Recast every line of the listing below as a numbered list, leaving out the blank lines.

Collected data =
# # # # #

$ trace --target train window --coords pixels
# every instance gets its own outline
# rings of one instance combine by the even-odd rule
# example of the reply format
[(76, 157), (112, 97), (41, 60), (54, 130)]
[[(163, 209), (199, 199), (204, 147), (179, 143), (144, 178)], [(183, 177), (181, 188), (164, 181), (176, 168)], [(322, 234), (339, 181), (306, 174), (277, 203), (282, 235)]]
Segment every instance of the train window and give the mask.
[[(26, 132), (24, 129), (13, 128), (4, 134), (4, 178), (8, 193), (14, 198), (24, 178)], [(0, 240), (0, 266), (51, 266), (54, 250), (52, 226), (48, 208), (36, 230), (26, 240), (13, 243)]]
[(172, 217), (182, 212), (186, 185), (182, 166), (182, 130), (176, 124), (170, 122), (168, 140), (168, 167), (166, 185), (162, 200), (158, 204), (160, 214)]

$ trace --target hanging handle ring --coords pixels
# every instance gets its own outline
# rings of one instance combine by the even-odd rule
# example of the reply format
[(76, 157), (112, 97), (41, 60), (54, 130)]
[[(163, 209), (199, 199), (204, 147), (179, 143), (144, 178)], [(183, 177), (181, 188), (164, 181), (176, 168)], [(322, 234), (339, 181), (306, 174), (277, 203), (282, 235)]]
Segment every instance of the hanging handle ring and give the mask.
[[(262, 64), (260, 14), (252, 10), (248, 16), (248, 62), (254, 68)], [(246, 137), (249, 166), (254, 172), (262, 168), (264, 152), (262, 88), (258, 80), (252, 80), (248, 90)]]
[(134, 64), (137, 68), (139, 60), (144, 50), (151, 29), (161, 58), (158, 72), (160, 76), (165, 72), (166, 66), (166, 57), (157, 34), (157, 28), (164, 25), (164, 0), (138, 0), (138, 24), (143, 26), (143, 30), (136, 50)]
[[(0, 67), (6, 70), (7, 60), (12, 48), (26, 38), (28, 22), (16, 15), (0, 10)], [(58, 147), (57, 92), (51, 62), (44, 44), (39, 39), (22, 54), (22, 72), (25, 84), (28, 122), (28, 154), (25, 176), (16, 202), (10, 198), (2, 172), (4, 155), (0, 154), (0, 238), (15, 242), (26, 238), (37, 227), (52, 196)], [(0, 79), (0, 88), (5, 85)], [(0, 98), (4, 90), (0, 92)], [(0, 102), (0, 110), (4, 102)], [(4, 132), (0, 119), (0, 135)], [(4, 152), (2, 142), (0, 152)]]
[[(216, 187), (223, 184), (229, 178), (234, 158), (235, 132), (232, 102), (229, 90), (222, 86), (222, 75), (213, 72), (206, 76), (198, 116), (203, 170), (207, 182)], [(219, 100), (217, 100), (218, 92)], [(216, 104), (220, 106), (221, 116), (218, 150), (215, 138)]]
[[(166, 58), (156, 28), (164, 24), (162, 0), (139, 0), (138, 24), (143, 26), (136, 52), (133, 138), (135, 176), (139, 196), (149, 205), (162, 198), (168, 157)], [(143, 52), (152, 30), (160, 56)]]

# # # # #

Answer =
1. $ trace --target train window --coords pixels
2. # every instance gets its own outline
3. # rings of one instance combine by the even-odd rule
4. # example of the reply format
5. [(76, 157), (112, 97), (41, 60), (54, 130)]
6. [[(163, 209), (199, 199), (204, 147), (179, 143), (144, 178)], [(183, 177), (181, 188), (164, 181), (176, 168)], [(322, 234), (339, 181), (306, 174), (277, 203), (282, 235)]]
7. Segment every instance of the train window and give the mask.
8. [[(26, 132), (24, 129), (13, 128), (4, 134), (4, 178), (8, 193), (14, 198), (24, 178)], [(0, 240), (0, 266), (51, 266), (54, 250), (52, 226), (48, 208), (36, 230), (26, 240), (13, 243)]]
9. [(172, 217), (182, 212), (186, 185), (182, 166), (182, 130), (176, 124), (170, 122), (168, 140), (168, 167), (166, 185), (162, 200), (158, 204), (160, 214)]
10. $ trace --target hanging handle ring --coords pixels
11. # every instance gets its own outline
12. # rings of one instance combine by the even-odd rule
13. # example of the reply format
14. [(76, 157), (112, 97), (41, 60), (54, 130)]
15. [[(163, 209), (199, 199), (204, 147), (179, 143), (144, 178)], [(183, 177), (181, 188), (164, 181), (176, 168)], [(322, 234), (339, 181), (306, 174), (277, 203), (282, 235)]]
16. Segment every instance of the hanging handle ring and give the mask.
17. [[(262, 64), (260, 14), (252, 10), (248, 16), (248, 62), (254, 68)], [(246, 137), (249, 166), (254, 172), (262, 168), (264, 152), (262, 88), (258, 80), (252, 80), (248, 90)]]
18. [(134, 64), (137, 68), (139, 60), (144, 50), (151, 29), (161, 58), (158, 72), (160, 76), (165, 72), (166, 66), (166, 57), (157, 34), (157, 28), (164, 25), (164, 0), (138, 0), (138, 24), (143, 26), (143, 30), (136, 50)]
19. [[(0, 67), (6, 70), (7, 60), (12, 48), (26, 38), (28, 22), (16, 15), (0, 10)], [(58, 147), (57, 92), (51, 62), (44, 44), (39, 39), (22, 54), (22, 72), (25, 84), (28, 122), (28, 154), (25, 176), (16, 202), (10, 198), (2, 172), (4, 155), (0, 154), (0, 238), (15, 242), (26, 238), (37, 227), (52, 196)], [(0, 79), (0, 88), (5, 85)], [(0, 98), (4, 90), (0, 92)], [(0, 102), (0, 110), (4, 102)], [(4, 132), (0, 119), (0, 135)], [(4, 152), (2, 142), (0, 152)]]
20. [[(216, 187), (223, 184), (229, 178), (234, 158), (235, 132), (232, 102), (229, 90), (222, 86), (222, 75), (213, 72), (206, 76), (198, 116), (203, 170), (207, 182)], [(219, 100), (217, 100), (218, 92)], [(216, 104), (220, 106), (221, 116), (218, 150), (215, 138)]]
21. [[(166, 58), (156, 28), (164, 24), (162, 0), (139, 0), (138, 24), (143, 26), (136, 52), (133, 138), (135, 176), (139, 196), (149, 205), (162, 198), (168, 157)], [(143, 52), (152, 30), (160, 56)]]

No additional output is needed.